**EXERCISE DIRECTIONS**.
Give all of the listing again word for word, with images excluded.
————————
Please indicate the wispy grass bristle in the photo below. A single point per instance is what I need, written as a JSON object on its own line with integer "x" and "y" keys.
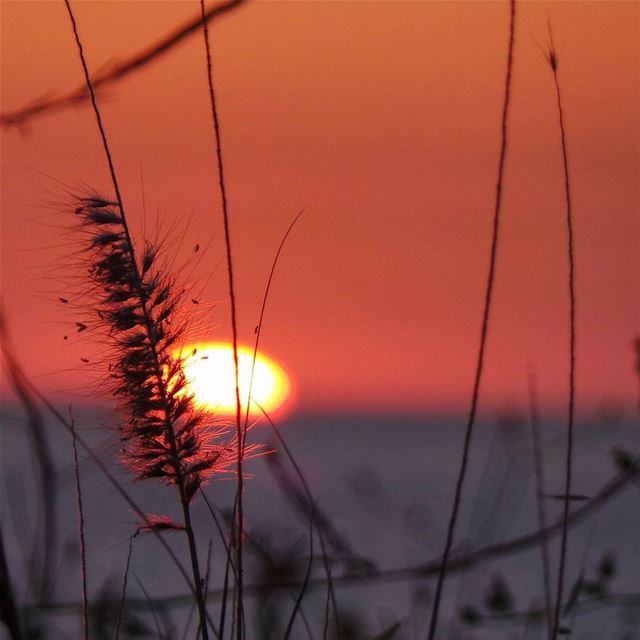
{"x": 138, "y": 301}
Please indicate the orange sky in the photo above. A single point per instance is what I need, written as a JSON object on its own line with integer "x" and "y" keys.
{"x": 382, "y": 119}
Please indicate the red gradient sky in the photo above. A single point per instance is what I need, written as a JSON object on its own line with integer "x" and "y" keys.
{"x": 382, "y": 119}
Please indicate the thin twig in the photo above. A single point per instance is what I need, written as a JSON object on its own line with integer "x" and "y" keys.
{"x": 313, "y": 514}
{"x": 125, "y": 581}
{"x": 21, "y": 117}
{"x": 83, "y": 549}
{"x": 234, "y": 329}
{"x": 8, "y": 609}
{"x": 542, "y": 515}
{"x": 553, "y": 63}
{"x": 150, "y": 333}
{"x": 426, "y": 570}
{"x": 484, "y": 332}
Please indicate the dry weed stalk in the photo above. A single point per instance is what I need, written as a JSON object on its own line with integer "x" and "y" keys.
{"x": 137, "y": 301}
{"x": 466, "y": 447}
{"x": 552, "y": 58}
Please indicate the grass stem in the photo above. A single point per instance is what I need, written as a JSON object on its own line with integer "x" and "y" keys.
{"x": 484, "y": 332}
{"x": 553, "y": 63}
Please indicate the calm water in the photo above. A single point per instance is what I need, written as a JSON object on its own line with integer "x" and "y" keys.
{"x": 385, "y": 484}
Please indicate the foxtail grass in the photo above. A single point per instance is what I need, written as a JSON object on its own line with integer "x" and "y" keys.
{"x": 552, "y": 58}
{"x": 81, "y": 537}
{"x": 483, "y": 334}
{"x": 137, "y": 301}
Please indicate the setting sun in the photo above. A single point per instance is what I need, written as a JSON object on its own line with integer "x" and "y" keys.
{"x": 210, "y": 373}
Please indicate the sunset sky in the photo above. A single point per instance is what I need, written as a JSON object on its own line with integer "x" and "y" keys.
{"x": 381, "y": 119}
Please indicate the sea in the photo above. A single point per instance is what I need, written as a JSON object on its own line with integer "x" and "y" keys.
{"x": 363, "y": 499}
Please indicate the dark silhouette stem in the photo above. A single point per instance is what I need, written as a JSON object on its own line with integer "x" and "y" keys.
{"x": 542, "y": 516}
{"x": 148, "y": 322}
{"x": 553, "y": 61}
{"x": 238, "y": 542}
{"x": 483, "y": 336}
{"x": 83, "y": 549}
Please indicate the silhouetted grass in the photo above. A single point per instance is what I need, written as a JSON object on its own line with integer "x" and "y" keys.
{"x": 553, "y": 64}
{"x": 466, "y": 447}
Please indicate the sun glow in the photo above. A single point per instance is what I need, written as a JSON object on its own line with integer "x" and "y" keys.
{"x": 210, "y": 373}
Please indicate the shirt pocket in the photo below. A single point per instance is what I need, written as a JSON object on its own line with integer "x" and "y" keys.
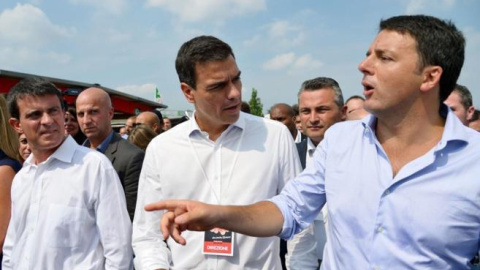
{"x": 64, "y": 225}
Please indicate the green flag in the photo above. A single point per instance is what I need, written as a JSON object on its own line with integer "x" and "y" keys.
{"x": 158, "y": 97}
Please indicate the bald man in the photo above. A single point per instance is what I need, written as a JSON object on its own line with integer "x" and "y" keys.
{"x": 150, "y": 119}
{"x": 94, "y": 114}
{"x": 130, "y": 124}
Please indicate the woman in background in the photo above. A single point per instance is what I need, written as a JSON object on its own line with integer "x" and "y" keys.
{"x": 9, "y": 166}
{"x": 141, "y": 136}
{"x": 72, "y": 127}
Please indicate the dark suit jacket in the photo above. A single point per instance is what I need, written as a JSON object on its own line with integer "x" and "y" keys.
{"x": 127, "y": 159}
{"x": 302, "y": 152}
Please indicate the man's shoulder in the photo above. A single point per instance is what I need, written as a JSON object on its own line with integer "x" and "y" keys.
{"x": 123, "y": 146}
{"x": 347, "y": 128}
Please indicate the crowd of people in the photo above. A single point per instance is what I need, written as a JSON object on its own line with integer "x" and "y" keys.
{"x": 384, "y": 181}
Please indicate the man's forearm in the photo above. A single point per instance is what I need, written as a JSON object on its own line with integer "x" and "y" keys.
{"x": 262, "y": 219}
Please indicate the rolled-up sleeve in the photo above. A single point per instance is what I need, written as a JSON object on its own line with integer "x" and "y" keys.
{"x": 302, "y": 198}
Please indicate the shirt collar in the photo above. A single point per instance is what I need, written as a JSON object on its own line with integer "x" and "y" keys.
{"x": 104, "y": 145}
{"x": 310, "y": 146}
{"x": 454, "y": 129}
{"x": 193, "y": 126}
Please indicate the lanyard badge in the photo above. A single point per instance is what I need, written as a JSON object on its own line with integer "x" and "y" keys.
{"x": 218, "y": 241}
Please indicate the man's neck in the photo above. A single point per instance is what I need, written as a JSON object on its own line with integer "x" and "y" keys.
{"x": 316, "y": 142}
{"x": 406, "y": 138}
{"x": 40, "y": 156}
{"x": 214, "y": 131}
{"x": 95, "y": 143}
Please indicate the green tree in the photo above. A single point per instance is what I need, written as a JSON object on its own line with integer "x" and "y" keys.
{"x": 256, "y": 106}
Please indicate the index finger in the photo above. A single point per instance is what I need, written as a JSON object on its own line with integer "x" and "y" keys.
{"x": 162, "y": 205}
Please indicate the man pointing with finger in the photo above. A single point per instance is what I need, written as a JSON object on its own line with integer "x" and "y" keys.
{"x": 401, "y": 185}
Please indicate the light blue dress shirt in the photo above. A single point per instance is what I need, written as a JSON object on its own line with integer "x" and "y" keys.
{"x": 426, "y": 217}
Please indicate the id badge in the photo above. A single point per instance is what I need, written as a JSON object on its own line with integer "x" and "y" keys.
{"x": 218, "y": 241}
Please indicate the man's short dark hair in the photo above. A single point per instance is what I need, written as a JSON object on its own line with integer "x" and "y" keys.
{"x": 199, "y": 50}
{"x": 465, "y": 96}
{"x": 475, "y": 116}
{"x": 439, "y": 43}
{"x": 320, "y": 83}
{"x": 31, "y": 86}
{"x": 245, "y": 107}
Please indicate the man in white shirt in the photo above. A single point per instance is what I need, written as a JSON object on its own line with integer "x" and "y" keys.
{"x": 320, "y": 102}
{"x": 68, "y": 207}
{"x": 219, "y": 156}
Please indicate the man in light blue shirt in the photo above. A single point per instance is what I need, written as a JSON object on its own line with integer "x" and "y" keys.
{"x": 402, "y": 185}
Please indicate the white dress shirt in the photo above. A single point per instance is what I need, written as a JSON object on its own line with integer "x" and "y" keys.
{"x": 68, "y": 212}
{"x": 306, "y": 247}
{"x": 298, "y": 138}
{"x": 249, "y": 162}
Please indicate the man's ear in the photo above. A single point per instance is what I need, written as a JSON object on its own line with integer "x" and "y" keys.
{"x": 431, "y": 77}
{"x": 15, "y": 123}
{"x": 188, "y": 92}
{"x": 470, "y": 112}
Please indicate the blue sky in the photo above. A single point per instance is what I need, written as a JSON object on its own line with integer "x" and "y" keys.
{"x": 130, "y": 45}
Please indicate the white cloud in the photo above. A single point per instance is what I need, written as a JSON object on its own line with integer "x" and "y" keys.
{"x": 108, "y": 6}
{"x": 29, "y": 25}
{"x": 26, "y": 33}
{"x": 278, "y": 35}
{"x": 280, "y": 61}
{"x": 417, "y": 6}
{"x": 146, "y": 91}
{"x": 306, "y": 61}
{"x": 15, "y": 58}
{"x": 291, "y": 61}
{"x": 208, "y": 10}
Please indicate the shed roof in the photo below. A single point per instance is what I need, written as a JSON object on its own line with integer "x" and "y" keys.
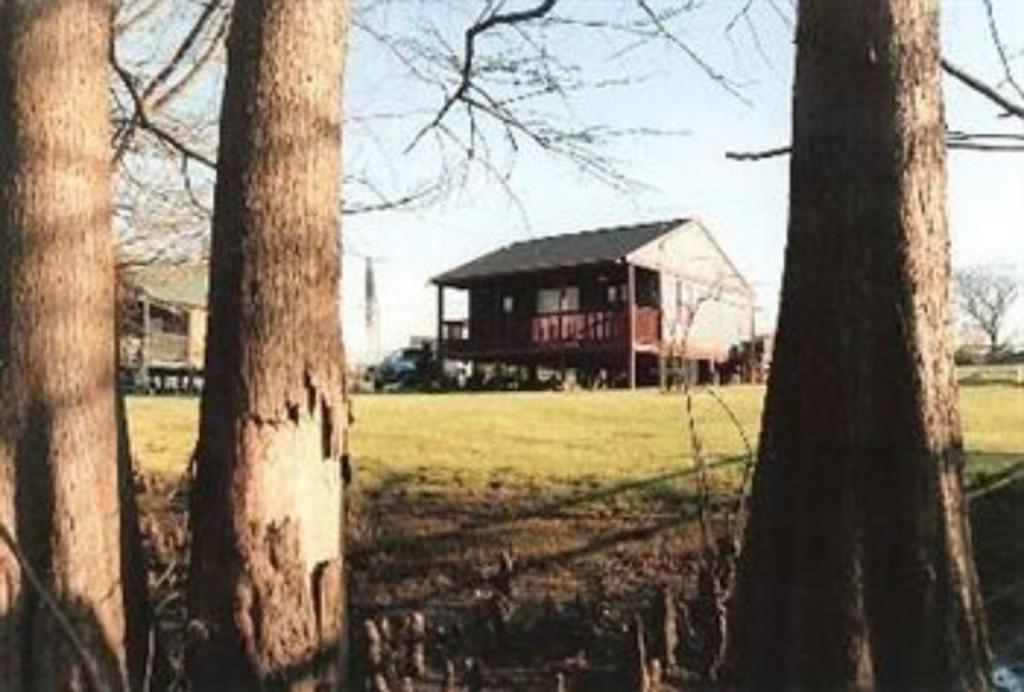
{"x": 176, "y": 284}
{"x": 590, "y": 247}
————————
**SOLUTION TO THE EXERCISE**.
Please indicate the wispy grass bristle in the photo below. A single point per instance is what I need, written as a JSON object on its own line with integer "x" and "y" keys.
{"x": 138, "y": 301}
Please indicate the orange sky in the photo above. A single point per instance is what I need, written as a JSON object on its own line with integer "x" and "y" keys.
{"x": 382, "y": 119}
Please indicate the red gradient sky in the photo above. A single point per instance is what I need, written as a JSON object on its own line with integer "x" and "y" keys.
{"x": 382, "y": 119}
Please indicate the thin twig in the photo above. A single point per instance is what I need, written as a JSON object on its own line with integer "x" and "y" keys.
{"x": 313, "y": 514}
{"x": 125, "y": 581}
{"x": 21, "y": 117}
{"x": 83, "y": 549}
{"x": 234, "y": 329}
{"x": 8, "y": 609}
{"x": 542, "y": 515}
{"x": 553, "y": 63}
{"x": 150, "y": 333}
{"x": 426, "y": 570}
{"x": 484, "y": 332}
Please indicate the dry weed stalk in the photo above. A single point per instance is what I need, written as a JSON object on its own line with integer "x" and "y" keys.
{"x": 137, "y": 301}
{"x": 466, "y": 447}
{"x": 552, "y": 58}
Please indicate the grass stem in the photo above. A single point per instance is what I need, written as a JSON object on its own line with integer "x" and "y" keys.
{"x": 484, "y": 332}
{"x": 553, "y": 63}
Please indicate the calm water in the photo above. A single point per instance is what I need, written as a JSON object on its own line with integer "x" and "y" keys.
{"x": 385, "y": 484}
Please indicate the foxtail grass in the photo above. A single point per instance is what I need, written as a JSON object on its own line with integer "x" and "y" keys.
{"x": 552, "y": 58}
{"x": 81, "y": 537}
{"x": 483, "y": 334}
{"x": 137, "y": 301}
Please indicate the setting sun in the photo above. A single point per instance is what I need, written as a JSON object on its own line with integer "x" and "y" keys.
{"x": 210, "y": 373}
Please indicate the sunset sky in the photo above. A single point per instance is what I need, written as a JSON object on its own line with integer "x" and "y" keys.
{"x": 381, "y": 119}
Please indicate the sea in the photo above. A single point per instance is what I need, written as a JSON object on its own line with integer "x" and "y" keys.
{"x": 363, "y": 499}
Please indicate the dark silhouette stem in the photo above. A single point per instance is what I need, written as a JSON object on its own line with integer "x" and "y" keys.
{"x": 542, "y": 516}
{"x": 148, "y": 322}
{"x": 553, "y": 61}
{"x": 238, "y": 542}
{"x": 483, "y": 336}
{"x": 83, "y": 549}
Please indicate the silhouetted grass in the photo above. A single point per instance is what I need, written as a JSON object on its own line with integer "x" and "y" keys.
{"x": 553, "y": 64}
{"x": 466, "y": 447}
Please indicate the sun glow in the photo above. A single point per instance is what I need, written as a JSON object on its own line with integer "x" and "y" keys.
{"x": 210, "y": 373}
Please indicate the shirt pocket in the photo below. A single point per instance is what I need, written as a JSON object on its own line with integer "x" and "y" keys.
{"x": 64, "y": 225}
Please indicate the green flag in the photo above. A single point per instance is what I need, written as a JSON object on its own line with integer "x" and "y" keys.
{"x": 158, "y": 97}
Please indicate the bald man in the photo above. A single point per instance is what I need, written as a JSON object on its own line with integer "x" and "y" keys.
{"x": 150, "y": 119}
{"x": 94, "y": 114}
{"x": 130, "y": 124}
Please indicate the woman in background in the photo above. A single point per instance is what I need, written as a JSON object on its own line with integer "x" and "y" keys.
{"x": 9, "y": 166}
{"x": 141, "y": 136}
{"x": 72, "y": 127}
Please indicate the dark suit jacket in the photo above. A single point per instance is what I need, written as a JSON object on its own line with integer "x" and "y" keys.
{"x": 127, "y": 159}
{"x": 302, "y": 152}
Please indicate the man's shoulder in the photo above. A single point per instance is what I need, written as a JSON object on its own line with integer "x" and "y" keys.
{"x": 123, "y": 146}
{"x": 347, "y": 128}
Please indicate the crowd of people in the photo above. A single point per instance is what I need, written as a JSON object on its own line with integer "x" and "y" keys.
{"x": 384, "y": 181}
Please indicate the man's forearm in the photo above. A single point per instance is what I need, written as a JSON object on its own line with integer "x" and "y" keys.
{"x": 262, "y": 219}
Please indicate the rolled-up sleeve in the photo above. A single point per instance is what I need, written as a JSON object on its own line with integer "x" and "y" keys.
{"x": 302, "y": 198}
Please indicate the shirt collar in the photo above. A single point per instance is what I need, written as a JSON object on its own line with integer "x" and "y" keys.
{"x": 104, "y": 145}
{"x": 310, "y": 146}
{"x": 454, "y": 129}
{"x": 193, "y": 126}
Please indicate the lanyard badge in the photo above. A single point per instance is what I need, written as a JSON object on its own line with integer "x" and "y" keys.
{"x": 218, "y": 241}
Please indicate the man's neck in the photo above. A single point per instance is what I need, written as a JSON object on its own line with integer "x" and "y" keys.
{"x": 316, "y": 142}
{"x": 406, "y": 138}
{"x": 40, "y": 156}
{"x": 214, "y": 131}
{"x": 95, "y": 143}
Please indicate the green tree in the photo above. A single point per instance is what I need, written as a JSON object on its own line with integer "x" and "y" keys.
{"x": 256, "y": 106}
Please indicate the index finger in the photo above. A single point per instance is what I need, written as a JSON object on its own line with integer "x" and "y" keys.
{"x": 162, "y": 205}
Please indicate the man pointing with finger in the photo above. A single point per instance is what I need, written as a JSON object on its own line with integer "x" and "y" keys.
{"x": 401, "y": 185}
Please indicate the light blue dress shirt in the photo above. A single point per instance is what I need, written as a JSON object on its own line with integer "x" and "y" keys.
{"x": 426, "y": 217}
Please indicate the id badge in the photo above. A single point per instance is what I need, written as a JSON object on its own line with integer "x" and "y" keys.
{"x": 218, "y": 241}
Please indicate the man's short dark hair in the photo above. A single point per instance is what I need, written as a JSON object on its own line with integer "x" and "y" keys.
{"x": 199, "y": 50}
{"x": 465, "y": 96}
{"x": 475, "y": 116}
{"x": 439, "y": 43}
{"x": 320, "y": 83}
{"x": 31, "y": 86}
{"x": 245, "y": 107}
Please indicate the man in white shirt in the photo above. A single point per instance is what I need, written as a JSON object on its own line with integer "x" and "y" keys.
{"x": 320, "y": 102}
{"x": 68, "y": 207}
{"x": 219, "y": 156}
Please indicate the man in light blue shirt in the photo above. A single point per instance is what I need, written as a JSON object on its own line with integer "x" and "y" keys.
{"x": 402, "y": 185}
Please indicate the white dress shirt in the photo above. A single point per instance is what I need, written as a JSON object on its own line with integer "x" and "y" keys.
{"x": 68, "y": 212}
{"x": 306, "y": 247}
{"x": 298, "y": 138}
{"x": 249, "y": 162}
Please indicate the man's ear in the photo above. A single point per instance is what I need, written as a JSON object on its own line with integer "x" and "y" keys.
{"x": 431, "y": 77}
{"x": 15, "y": 123}
{"x": 188, "y": 92}
{"x": 470, "y": 112}
Please indicate the blue sky in the photo above. A single point per instance is what I need, written as a JSON object on its own line with integer "x" and "y" keys.
{"x": 130, "y": 45}
Please indicate the white cloud in the photo above. A single point per instance is what I need, written as a JSON object on its own line with integer "x" and "y" keys.
{"x": 108, "y": 6}
{"x": 29, "y": 25}
{"x": 26, "y": 33}
{"x": 278, "y": 35}
{"x": 280, "y": 61}
{"x": 417, "y": 6}
{"x": 146, "y": 91}
{"x": 306, "y": 61}
{"x": 15, "y": 58}
{"x": 291, "y": 61}
{"x": 208, "y": 10}
Please indicate the shed roof in the photo below. A single point per instance is what I need, written as a JSON object on its own line with integer "x" and "y" keys.
{"x": 176, "y": 284}
{"x": 590, "y": 247}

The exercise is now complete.